This fact makes it tough but illuminating to read his depiction of Guy. It’s typically wry of Banks to make his fictional cancer patient no blessed victim suffused with newfound wisdom, but a pretty direly unpleasant man. Guy treats those around him – his long-suffering son and the group of university friends he’s invited over to pre-mourn his death and deal with some unfinished business – with only marginally less rage and contempt than he extends to the symptoms of his disease. So while Banks does permit himself, via Guy, a little raging against the dying of the light, there’s neither sentimentality nor self-importance in the depiction. Indeed, Guy is to some extent the butt of the book’s darkest joke: what does a dying cynic and misanthrope have to complain about?

* _GIVEN DATA_
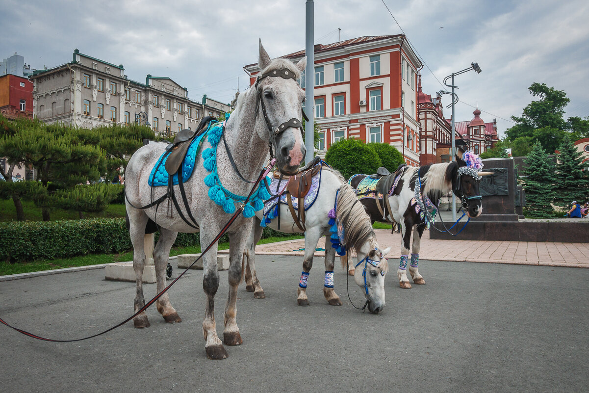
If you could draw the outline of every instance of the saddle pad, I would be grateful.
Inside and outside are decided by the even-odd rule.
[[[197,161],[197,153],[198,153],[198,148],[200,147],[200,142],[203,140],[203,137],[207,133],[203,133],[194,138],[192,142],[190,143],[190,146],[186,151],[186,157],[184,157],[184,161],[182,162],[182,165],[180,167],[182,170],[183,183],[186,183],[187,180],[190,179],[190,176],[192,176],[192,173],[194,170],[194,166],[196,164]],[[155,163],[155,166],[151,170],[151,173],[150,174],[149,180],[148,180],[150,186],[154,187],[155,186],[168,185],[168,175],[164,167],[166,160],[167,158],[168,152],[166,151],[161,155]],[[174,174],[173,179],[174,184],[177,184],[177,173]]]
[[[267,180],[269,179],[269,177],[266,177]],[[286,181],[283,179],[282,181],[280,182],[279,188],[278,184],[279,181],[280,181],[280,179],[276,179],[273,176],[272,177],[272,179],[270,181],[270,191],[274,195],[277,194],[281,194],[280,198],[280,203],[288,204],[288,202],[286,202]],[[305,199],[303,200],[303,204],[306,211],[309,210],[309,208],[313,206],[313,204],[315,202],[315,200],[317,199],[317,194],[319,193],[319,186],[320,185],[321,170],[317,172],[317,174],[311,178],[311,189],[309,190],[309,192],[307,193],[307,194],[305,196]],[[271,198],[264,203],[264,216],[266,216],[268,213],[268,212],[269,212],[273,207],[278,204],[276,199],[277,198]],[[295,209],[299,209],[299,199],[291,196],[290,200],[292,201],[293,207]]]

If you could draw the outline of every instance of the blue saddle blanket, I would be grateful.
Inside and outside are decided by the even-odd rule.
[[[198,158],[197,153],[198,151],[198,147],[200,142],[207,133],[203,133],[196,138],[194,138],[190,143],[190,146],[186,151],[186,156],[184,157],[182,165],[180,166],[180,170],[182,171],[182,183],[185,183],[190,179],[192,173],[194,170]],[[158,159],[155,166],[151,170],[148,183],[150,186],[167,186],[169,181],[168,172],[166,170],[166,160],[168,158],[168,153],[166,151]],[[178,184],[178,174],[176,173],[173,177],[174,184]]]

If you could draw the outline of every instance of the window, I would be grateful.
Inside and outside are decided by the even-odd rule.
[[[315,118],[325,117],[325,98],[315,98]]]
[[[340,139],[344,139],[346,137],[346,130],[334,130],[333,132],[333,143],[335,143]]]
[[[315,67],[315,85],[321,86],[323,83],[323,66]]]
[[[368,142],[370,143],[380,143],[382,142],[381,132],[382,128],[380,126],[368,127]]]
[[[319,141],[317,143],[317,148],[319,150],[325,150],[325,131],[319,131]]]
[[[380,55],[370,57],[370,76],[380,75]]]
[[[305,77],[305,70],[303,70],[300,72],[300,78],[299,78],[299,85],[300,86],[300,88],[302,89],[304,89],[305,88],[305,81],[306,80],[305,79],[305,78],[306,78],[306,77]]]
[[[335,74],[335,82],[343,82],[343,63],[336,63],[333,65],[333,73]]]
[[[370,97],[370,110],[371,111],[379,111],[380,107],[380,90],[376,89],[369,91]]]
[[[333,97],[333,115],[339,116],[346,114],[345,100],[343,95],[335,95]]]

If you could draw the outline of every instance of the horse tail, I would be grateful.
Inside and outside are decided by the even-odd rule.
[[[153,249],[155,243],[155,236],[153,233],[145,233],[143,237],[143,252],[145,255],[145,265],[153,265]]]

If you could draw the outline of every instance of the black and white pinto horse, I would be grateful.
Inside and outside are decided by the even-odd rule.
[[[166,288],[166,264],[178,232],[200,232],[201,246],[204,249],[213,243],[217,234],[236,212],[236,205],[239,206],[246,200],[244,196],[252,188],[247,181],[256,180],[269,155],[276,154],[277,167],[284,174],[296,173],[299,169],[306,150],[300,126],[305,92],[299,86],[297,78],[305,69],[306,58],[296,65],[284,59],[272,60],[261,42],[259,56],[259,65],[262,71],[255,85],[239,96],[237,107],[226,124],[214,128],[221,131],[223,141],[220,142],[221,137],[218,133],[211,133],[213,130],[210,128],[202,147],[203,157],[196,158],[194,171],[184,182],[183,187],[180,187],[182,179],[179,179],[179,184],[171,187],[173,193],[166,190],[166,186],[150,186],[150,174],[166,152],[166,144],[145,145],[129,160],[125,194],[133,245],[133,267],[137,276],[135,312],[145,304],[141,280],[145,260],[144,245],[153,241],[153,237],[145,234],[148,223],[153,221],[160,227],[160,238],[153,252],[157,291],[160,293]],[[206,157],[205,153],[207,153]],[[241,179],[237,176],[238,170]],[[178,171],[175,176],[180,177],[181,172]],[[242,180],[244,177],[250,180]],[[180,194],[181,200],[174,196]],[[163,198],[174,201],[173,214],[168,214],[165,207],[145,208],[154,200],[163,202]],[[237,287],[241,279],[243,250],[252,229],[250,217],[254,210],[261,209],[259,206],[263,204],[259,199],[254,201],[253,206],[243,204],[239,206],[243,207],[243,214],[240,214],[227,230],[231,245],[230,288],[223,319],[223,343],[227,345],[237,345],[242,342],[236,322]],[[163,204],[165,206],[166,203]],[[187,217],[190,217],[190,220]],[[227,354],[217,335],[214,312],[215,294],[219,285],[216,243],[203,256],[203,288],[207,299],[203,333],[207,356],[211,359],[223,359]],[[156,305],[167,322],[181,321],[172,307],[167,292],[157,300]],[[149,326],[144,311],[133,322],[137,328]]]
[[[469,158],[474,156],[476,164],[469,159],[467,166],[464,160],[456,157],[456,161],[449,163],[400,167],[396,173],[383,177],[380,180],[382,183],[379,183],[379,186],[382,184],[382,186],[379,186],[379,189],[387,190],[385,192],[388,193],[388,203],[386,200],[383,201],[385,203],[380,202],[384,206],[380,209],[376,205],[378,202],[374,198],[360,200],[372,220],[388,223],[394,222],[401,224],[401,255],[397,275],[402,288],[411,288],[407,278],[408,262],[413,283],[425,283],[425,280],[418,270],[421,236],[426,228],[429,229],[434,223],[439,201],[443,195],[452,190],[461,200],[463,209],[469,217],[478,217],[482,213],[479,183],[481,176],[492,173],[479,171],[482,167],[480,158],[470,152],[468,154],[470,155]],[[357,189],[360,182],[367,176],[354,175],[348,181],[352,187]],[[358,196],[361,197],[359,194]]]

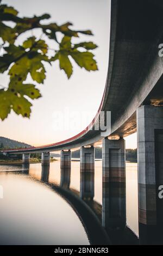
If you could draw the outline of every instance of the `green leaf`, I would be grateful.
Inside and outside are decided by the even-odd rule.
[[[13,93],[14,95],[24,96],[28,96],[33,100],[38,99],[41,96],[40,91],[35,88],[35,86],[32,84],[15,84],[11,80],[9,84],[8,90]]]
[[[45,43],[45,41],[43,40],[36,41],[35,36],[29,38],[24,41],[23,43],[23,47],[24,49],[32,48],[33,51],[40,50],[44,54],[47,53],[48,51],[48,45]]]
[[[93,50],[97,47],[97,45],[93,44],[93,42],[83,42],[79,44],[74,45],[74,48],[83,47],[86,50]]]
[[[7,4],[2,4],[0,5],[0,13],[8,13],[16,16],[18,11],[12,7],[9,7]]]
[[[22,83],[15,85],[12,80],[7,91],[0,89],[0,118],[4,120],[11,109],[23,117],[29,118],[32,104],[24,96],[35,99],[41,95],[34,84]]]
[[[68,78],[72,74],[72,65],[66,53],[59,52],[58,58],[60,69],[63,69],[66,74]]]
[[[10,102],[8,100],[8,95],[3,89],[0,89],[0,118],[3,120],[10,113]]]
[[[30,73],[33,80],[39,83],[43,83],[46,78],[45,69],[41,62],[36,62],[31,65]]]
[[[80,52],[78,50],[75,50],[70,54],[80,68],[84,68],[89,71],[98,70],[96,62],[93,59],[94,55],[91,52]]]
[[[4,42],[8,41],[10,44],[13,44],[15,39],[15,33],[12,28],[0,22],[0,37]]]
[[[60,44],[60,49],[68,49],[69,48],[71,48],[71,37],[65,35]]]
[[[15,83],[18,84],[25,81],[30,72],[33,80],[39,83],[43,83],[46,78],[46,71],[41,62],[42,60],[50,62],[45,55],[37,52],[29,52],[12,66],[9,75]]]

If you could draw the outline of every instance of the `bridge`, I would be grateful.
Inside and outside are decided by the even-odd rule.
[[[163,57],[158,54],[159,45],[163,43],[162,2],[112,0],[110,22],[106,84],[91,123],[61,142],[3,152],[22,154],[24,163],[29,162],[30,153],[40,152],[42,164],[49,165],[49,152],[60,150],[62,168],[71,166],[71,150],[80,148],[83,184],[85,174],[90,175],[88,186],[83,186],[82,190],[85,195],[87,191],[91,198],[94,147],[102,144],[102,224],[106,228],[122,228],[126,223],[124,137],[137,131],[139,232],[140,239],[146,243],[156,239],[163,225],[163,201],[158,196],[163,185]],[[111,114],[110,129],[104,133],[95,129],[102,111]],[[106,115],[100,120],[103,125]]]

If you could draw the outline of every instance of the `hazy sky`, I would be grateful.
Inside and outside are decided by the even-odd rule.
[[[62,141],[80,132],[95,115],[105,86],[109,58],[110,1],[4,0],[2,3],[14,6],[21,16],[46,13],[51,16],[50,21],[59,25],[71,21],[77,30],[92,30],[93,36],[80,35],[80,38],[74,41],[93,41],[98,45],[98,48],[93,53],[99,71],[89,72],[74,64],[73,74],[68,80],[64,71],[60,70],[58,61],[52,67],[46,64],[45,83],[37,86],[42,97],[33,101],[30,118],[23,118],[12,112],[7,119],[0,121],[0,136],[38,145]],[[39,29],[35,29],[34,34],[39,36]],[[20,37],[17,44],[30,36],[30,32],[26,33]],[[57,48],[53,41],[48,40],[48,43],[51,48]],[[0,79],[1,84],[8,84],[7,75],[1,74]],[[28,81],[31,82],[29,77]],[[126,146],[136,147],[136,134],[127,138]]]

* * *

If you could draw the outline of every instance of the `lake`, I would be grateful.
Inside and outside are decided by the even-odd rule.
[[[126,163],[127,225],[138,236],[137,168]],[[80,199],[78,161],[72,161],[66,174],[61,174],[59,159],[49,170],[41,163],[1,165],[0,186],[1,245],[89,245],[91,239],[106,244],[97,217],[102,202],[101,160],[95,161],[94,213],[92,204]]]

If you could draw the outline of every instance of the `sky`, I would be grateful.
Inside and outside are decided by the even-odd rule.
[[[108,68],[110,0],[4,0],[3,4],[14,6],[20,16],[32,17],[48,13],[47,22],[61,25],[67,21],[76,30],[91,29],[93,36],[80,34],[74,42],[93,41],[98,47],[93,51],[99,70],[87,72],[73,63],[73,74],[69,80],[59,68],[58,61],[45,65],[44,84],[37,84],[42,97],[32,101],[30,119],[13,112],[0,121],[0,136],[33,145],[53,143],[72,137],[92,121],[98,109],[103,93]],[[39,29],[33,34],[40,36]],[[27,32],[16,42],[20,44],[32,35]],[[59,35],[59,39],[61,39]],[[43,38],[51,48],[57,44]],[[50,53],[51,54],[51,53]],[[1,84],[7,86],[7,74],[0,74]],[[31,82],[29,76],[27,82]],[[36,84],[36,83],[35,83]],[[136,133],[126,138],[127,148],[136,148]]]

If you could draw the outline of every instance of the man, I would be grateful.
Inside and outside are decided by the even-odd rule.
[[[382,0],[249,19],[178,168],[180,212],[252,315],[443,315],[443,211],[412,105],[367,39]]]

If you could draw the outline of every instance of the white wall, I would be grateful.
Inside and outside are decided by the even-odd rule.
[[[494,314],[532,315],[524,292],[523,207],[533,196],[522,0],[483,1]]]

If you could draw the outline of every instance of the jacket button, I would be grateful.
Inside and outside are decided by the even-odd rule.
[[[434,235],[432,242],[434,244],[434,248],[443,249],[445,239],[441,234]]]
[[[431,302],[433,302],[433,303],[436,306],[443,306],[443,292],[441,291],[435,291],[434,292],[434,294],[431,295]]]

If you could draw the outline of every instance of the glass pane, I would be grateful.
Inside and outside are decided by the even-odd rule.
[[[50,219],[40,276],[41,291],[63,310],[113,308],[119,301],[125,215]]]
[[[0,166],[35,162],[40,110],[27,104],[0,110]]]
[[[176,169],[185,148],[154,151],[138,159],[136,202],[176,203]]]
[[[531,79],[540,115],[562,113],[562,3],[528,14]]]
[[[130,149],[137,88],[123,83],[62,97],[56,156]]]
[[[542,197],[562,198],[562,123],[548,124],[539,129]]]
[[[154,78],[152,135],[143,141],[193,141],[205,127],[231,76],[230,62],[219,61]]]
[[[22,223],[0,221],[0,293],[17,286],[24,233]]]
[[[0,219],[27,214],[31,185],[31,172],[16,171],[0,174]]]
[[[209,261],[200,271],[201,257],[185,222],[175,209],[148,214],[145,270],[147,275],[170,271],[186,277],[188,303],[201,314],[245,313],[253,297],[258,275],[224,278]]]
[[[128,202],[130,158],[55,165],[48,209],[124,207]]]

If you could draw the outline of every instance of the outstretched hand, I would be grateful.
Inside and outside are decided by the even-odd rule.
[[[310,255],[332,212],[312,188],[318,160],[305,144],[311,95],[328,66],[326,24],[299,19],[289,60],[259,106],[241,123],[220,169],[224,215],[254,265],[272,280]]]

* _WORK INSTRUCTIONS_
• 1. In the review passage, whom has Guy invited over, and for what purpose?
• 2. Explain why, according to the review passage, the depiction of Guy contains no sentimentality even though Banks lets him rage against dying.
Rely solely on the review passage when responding, not on the entries.

* _TASK-BY-TASK RESULTS_
• 1. He has invited a group of university friends to pre-mourn his death and deal with some unfinished business.

• 2. Banks makes Guy not a blessed victim suffused with newfound wisdom but a direly unpleasant man. Guy treats his son and his friends with only marginally less rage and contempt than he shows toward the symptoms of his disease.